• REQUEST:
Turn the material from its first line up to and including the line containing "M 20 475 L 42" into a JSON list of strings, one string per line, with blank lines left out.

• EXTRACTED ENTRIES:
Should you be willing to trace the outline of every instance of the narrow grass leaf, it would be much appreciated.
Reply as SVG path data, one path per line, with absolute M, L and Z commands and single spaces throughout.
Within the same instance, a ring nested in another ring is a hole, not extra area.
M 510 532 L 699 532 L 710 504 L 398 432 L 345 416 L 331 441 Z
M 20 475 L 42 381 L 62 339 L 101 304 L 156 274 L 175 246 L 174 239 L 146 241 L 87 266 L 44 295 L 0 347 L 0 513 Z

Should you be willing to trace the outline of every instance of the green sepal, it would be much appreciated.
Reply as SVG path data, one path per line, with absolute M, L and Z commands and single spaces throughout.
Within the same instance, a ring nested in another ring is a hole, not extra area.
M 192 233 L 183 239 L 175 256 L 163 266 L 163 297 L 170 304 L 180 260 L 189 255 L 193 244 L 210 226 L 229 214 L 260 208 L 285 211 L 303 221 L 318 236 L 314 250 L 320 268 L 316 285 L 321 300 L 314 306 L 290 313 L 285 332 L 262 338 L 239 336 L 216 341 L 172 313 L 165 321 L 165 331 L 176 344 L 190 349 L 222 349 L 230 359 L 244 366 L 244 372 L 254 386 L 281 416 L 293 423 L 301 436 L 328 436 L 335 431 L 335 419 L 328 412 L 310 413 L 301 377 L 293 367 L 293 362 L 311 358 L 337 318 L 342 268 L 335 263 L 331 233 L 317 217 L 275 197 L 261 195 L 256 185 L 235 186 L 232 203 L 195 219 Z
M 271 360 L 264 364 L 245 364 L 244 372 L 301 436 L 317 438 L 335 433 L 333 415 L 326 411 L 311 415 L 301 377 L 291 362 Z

• SOLUTION TO THE PROBLEM:
[
  "Should you be willing to trace the outline of every instance of the narrow grass leaf, it would be much appreciated.",
  "Reply as SVG path data, one path per line, with absolute M, L and Z commands and single spaces throughout.",
  "Within the same instance, a ring nested in another ring is a hole, not extra area.",
  "M 510 532 L 699 532 L 710 504 L 398 432 L 345 416 L 331 441 Z",
  "M 20 475 L 42 381 L 62 339 L 101 304 L 156 274 L 175 246 L 174 239 L 146 241 L 87 266 L 44 295 L 0 347 L 0 513 Z"
]